During our visit, people told us, and we observed, that the care and support they received from individual care staff was caring and compassionate, and that generally they felt safe. However, we found several areas in which people’s safety was compromised. The registered manager did not understand the requirements of the Mental Capacity Act 2005 and the Deprivation of Liberty Safeguards (DoLS), and we found that people may have been deprived of their liberty unlawfully. While risks relating to people’s support were assessed, risk assessments and guidelines did not always include appropriate strategies for staff to ensure people’s safety.

The service premises were not always cleaned to a high standard, and equipment was not always properly maintained. However, staff were aware of the principles of infection control when providing personal care and preparing food, and followed these.

People’s health needs were met, and they were supported to access health and medical services quickly when they needed to. However, people were not always empowered to make decisions about their own health and well-being, and at times the service actively discouraged people from taking control over their own health and support.

+ + + +

→ **What this exercise asks**:
(A) In the inspection report, which legal requirements did the registered manager not understand?
(B) Pick up the inspection report on the care service after its last sentence and continue it.

+ + + +

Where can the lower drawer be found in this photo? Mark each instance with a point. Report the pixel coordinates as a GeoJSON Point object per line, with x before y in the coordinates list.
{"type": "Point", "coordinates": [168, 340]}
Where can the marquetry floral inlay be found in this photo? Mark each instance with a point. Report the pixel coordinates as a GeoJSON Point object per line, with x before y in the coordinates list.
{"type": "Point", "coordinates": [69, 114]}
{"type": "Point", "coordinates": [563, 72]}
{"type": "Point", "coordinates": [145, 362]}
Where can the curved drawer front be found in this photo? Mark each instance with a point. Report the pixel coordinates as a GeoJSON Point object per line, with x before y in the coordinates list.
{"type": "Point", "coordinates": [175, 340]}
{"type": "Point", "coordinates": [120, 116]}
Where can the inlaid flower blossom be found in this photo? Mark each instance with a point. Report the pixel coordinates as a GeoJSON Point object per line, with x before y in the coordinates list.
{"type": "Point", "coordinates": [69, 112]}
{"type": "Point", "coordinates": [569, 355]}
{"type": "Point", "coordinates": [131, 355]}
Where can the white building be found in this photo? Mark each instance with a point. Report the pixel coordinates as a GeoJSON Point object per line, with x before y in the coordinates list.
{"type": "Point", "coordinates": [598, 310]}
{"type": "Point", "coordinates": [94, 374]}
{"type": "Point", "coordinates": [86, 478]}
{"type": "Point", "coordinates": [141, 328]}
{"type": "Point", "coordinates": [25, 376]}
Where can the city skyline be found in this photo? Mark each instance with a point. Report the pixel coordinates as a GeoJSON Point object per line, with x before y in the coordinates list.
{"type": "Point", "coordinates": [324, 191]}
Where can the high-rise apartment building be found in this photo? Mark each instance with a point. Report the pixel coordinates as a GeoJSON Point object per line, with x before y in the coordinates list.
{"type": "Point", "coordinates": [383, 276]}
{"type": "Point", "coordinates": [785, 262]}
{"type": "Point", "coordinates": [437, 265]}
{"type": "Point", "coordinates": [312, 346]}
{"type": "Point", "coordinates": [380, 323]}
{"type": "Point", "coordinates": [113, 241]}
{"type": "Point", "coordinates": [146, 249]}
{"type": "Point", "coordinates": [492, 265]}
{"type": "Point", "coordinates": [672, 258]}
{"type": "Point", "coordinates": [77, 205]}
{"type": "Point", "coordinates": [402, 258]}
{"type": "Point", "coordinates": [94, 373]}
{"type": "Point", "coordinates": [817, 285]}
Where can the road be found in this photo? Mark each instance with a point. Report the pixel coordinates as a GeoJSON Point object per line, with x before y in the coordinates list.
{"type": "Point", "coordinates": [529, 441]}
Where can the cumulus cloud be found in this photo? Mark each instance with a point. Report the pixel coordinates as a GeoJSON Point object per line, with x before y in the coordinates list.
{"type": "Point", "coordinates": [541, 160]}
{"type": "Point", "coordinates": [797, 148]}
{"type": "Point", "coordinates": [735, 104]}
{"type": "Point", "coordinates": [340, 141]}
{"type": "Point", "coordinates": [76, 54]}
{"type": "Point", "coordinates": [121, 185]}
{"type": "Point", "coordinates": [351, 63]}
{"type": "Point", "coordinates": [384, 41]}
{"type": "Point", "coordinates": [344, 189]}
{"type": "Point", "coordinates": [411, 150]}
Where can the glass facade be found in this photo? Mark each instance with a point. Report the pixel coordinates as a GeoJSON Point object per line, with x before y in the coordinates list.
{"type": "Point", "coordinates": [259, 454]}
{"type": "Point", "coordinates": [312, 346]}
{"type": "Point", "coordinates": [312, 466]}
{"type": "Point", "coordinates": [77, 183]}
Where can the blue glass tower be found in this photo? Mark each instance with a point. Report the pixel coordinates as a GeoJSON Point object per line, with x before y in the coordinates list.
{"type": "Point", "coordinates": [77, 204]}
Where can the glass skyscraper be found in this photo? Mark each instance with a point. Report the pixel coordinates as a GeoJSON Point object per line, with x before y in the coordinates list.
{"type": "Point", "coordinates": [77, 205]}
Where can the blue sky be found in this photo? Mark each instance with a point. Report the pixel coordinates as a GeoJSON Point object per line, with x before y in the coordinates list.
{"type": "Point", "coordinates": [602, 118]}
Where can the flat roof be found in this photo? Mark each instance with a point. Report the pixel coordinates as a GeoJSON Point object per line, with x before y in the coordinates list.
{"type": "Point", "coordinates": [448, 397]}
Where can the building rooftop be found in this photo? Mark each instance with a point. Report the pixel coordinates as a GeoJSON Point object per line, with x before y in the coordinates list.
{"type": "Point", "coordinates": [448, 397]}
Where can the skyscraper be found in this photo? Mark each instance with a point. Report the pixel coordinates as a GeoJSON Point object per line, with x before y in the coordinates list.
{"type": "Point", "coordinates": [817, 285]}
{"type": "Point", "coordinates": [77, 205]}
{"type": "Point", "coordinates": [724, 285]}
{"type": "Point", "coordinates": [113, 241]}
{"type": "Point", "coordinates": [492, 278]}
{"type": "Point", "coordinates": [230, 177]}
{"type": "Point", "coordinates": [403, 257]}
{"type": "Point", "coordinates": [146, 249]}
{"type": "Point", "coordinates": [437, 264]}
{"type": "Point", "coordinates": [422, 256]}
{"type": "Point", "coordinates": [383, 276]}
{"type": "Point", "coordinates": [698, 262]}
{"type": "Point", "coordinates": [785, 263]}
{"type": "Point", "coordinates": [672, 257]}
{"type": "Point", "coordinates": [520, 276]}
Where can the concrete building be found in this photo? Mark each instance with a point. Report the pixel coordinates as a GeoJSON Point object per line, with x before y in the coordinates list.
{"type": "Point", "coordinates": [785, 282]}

+ + + +

→ **Per-task outputs**:
(A) The requirements of the Mental Capacity Act 2005 and the Deprivation of Liberty Safeguards (DoLS).

(B)
People did not always agree to their care and support in ways that met the requirements of the Mental Capacity Act 2005, and we found little evidence that information was presented to people in ways they could understand so they could make informed decisions. Assistive and augmentative communication tools were not routinely used by the service to ensure people with complex communication needs could express their feelings, however staff were aware of people’s individual communication styles and interacted well with them.

Staff were appropriately vetted to ensure they were suitable people to work with vulnerable adults. The provider had a good system in place to ensure they were appropriately supported through training, supervision meetings and appraisal of their work. However, we found that the culture of the service meant good work was not always recognised.

The provider had a number of mechanisms in place in order to seek feedback from people, however people told us these were not always effective and we saw evidence that showed they were not always listened to, nor changes made to the service as a result of their feedback.

We found a number of breaches of the Health and Social Care Act 2008 (Regulated Activities) Regulations 2010, and one of the Care Quality Commission (Registration) Regulations 2009. You can see what action we told the provider to take at the back of the full version of this report.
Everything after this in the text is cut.